### [EXTRACT]
╭──

When a disparate group of 150 super-engaged alumni of George Washington University show up on the ground (for breakfast on a Saturday, no less), enthusiastic and chock-full of questions, art has truly gone mass.
A few words on the rash of private museums all but launched in Miami (and presently subject to a Congressional investigation into tax breaks): they are freezing! If they temper the temperature a little they could each afford another Wool, achoo. An art professor at Parsons summed it up rather perfectly to Kai who paints: “if you can’t make it red, make it big”; I think the teacher should abandon ship and get a job at a private foundation in Miami.
Despite the heady total of $2.4 billion, both auction houses suffered immense losses in the November sales to the tune of a whopping $50-100 million each according to reliable sources, that’s one hell of a lousy auction house estimate (the actual numbers are assuredly closer to the top). Christie’s aggressive guarantees and Sotheby’s massive $515 million Alfred Taubman pledge came up short, more than a tad too little to amount to an auspicious first move for CEO Tad Smith. A young hedge fund client who pumped $3-5 million into contemporary art shorted Sotheby’s shares to cover any interruption in the art market and did so well that he mirrored the trade for his fund. It’s his best bet of the nearly-ended year.
RM Sotheby’s December 10th New York auction, “Driven by Disruption” (naming sales is all the rage), filled with wildly aggressively estimated multimillion dollar classic cars—one car alone carries a valuation of $28,000,000-$32,000,000, a 1956 Ferrari (the Picasso of the petrol world). Let’s see if the greed of guarantees and inordinately high expectations dampens enthusiasm in this sector as much as it contributed to the slowdown in contemporary.
There’s a new move in Switzerland to force the issue of disclosure in the murky world of free ports, which for most of us are just convenient and hyper expensive storage facilities, not as glamorous or sexy as they’ve improbably been painted. And regarding the ballyhooed bullshit about the murky muck that lies within, there is not much the banks don’t already know.

╰──

### [DATA SUPPLIED]
╭──

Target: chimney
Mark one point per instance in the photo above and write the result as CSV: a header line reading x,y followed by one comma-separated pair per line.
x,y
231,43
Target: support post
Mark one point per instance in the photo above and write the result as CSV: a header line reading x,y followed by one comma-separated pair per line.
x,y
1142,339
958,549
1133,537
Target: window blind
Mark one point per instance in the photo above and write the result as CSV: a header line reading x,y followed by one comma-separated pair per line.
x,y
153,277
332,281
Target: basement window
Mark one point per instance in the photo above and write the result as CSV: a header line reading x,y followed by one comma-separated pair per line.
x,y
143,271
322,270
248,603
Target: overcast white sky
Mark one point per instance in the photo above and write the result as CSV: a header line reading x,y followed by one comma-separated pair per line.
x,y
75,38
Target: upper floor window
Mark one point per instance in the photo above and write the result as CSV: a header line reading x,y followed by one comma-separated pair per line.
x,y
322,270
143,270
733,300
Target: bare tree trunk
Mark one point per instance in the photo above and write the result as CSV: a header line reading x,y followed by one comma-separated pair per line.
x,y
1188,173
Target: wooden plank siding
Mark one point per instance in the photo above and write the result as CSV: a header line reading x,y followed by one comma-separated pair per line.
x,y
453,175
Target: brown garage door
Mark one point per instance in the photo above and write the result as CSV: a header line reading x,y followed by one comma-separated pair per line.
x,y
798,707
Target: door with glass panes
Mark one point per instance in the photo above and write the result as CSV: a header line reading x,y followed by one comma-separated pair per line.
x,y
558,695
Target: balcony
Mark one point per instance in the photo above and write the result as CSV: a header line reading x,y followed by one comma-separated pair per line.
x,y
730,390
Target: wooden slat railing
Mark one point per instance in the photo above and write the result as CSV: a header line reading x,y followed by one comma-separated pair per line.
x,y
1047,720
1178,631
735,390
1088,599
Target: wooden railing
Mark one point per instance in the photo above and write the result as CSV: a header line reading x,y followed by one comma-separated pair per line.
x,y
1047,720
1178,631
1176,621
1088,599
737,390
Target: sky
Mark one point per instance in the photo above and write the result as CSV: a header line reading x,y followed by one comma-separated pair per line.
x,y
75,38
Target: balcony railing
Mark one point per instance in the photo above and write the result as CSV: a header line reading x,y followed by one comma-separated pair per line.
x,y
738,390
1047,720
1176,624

╰──

### [REQUIRED ACTION 1]
Using the art market text, say whether each statement agrees with it: (a) About 200 alumni of George Washington University came to the Saturday breakfast. (b) RM Sotheby's December 10th auction takes place in New York. (c) Both auction houses suffered losses in the November sales. Answer yes or no for each, quoting the deciding words.
### [REQUIRED ACTION 2]
Carry on the art market text past its last sentence, in the same voice.
The records are separate material from the art market text.

### [EXERCISE RESPONSE 1]
(a) No: "150 super-engaged alumni of George Washington University"
(b) Yes: "RM Sotheby’s December 10th New York auction"
(c) Yes: "both auction houses suffered immense losses in the November sales"

### [EXERCISE RESPONSE 2]
In an ongoing global economic constriction, art seems the last to go, but we are entering a sobering, more cautious time, other than for fresh to the market, marquee works by marquee names. Art marches on and I will venture to say we are in front of a bigger overall picture to come, in spite of the shrill whines to the contrary—in unison against everything from Warhol’s market (I’ll happily take a few crumbs of it) to concerns about the overall health of the market. I will walk the plank and hazard that the May New York auctions, the real test, will achieve a very strong result over $2b, trust.
Oh the party in Miami that it even slogs on is a testament to the perseverance of the flock, a disjointed, dissonant group inexorably stuck together by art. No one can or will stop buying—they can’t, its certifiable. There’s even a word for it, a medical term for people who have an uncontrollable and compulsive desire to shop, oniomania, which comes from the Greek onios, which means for sale, and mania, which means insanity (blog.dictionary.com). But whatever our individual symptomologies and in the face of unparalleled social and political instability we daily face, onward and forward we go.
Not to close on a somber and threatening message, but smack in the middle of the fair in prime time there was a random, bloody, nearly fatal homicide attempt. This is a warning I hope will be heeded—it’s time for full-on security at art fairs, museums and auction houses—let’s throw notorious art world tetchiness to the wind; like it or not, we live in a dangerous new world order. I’m glad to share it with art and my kids.